> _読むための抜粋_
● ● ●
腹は立てず気は長く人は大きく心は丸く
中村元一
今は亡き僕の祖父で、
長野県辰野町にあるお寿司屋さんの創業者です。
葬式の日、
外は立っていられないほどの暴風雨でした。
それでも、参列者は1000人以上。
会場から人が溢れるほどでした。
40代・50代のおじさん達が、
「親父、ありがとう。」と
祖父の亡骸に声をかけていました。
「人は死ぬときに価値が分かる」
というけれど、
じいちゃんの人望はどこから来ていたのだろう。
じいちゃんは多くを語らない人でした。
だからじいちゃんの人生については全く知らなかった。
気になった僕は母に尋ねてみることにしました。
今日のNoteでは僕の祖父、中村元一の生涯について綴ります。
少年時代
祖父は長野県で生まれ育ちました。
祖父が過ごした少年期は、
戦後、日本がまだ貧しかった頃です。
祖父は養子としてある家族の下に引き取られていました。
養子先ではひどく扱われ、親にも頼れなかったそうです。
貧しかっただけでなく、
家族からの愛も十分に受けられなかった少年期。
祖父はそんな環境に耐えられず、
中学校を卒業後、自分の力で生きていくことを決意します。
祖父は、自分自身で生計を立てていくために、
卵や松茸などを町で売り始めました。
松茸は今となっては高級品ですが、
当時は今ほど高価なものではありません。
山に登り、松茸をとり、売る。
それを繰り返す日々です。
最初は地元の人に売っていましたが、
稼ぎを増やすために東京でも売りはじめました。
● ● ●
> _コレクションの記録_

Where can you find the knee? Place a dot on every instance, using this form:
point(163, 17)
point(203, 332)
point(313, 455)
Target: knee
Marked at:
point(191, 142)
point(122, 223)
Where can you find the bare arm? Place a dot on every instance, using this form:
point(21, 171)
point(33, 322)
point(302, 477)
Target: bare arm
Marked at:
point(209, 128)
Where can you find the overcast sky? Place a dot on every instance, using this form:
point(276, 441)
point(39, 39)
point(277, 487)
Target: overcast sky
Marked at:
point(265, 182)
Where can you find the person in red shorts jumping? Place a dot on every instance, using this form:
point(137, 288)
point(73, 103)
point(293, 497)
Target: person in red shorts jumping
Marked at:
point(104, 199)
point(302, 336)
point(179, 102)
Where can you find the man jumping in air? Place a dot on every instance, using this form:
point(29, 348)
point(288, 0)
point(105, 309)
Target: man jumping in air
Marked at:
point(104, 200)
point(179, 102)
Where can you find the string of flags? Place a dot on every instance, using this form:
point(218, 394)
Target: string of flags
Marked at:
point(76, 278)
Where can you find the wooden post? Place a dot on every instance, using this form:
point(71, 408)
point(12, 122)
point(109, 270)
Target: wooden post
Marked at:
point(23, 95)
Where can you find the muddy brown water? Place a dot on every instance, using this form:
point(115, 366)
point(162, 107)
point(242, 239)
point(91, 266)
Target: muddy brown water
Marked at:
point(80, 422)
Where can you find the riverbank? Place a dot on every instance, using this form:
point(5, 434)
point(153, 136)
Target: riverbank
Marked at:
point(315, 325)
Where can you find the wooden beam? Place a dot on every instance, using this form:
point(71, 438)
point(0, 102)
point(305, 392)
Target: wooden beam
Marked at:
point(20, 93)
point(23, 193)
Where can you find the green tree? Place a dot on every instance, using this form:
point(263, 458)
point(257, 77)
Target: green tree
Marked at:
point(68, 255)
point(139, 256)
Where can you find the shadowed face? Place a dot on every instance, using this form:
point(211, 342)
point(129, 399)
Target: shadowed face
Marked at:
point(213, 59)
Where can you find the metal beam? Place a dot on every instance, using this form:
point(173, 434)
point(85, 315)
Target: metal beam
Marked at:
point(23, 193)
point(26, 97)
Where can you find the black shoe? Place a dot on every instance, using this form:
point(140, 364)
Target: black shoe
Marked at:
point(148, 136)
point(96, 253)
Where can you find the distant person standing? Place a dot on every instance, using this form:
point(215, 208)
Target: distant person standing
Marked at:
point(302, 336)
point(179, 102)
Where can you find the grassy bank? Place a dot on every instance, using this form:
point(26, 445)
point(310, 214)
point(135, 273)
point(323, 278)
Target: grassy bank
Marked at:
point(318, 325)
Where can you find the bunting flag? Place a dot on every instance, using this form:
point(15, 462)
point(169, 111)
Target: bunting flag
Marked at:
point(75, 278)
● ● ●
> _課題の指示_
(a) 祖父について書かれた文章のうち、「祖父は、自分自身で生計を立てていくために」で始まる段落を、主な事実を残して箇条書きに短く書き直すこと。
(b) 祖父について書かれた文章から、「貧しかっただけでなく、」を含む語句で始まり「山に登り、松茸をとり、売る。」で終わる部分を、一字も変えずに書き写すこと。

> _各課題の解答_
(a)
- 祖父は自分で生計を立てるため、卵や松茸などを町で売り始めた。
- 松茸は今では高級品だが、当時は今ほど高価ではなかった。
- 山に登って松茸をとり、売る日々を繰り返した。
- 最初は地元の人に売っていたが、稼ぎを増やすため東京でも売り始めた。

(b)
貧しかっただけでなく、
家族からの愛も十分に受けられなかった少年期。
祖父はそんな環境に耐えられず、
中学校を卒業後、自分の力で生きていくことを決意します。
祖父は、自分自身で生計を立てていくために、
卵や松茸などを町で売り始めました。
松茸は今となっては高級品ですが、
当時は今ほど高価なものではありません。
山に登り、松茸をとり、売る。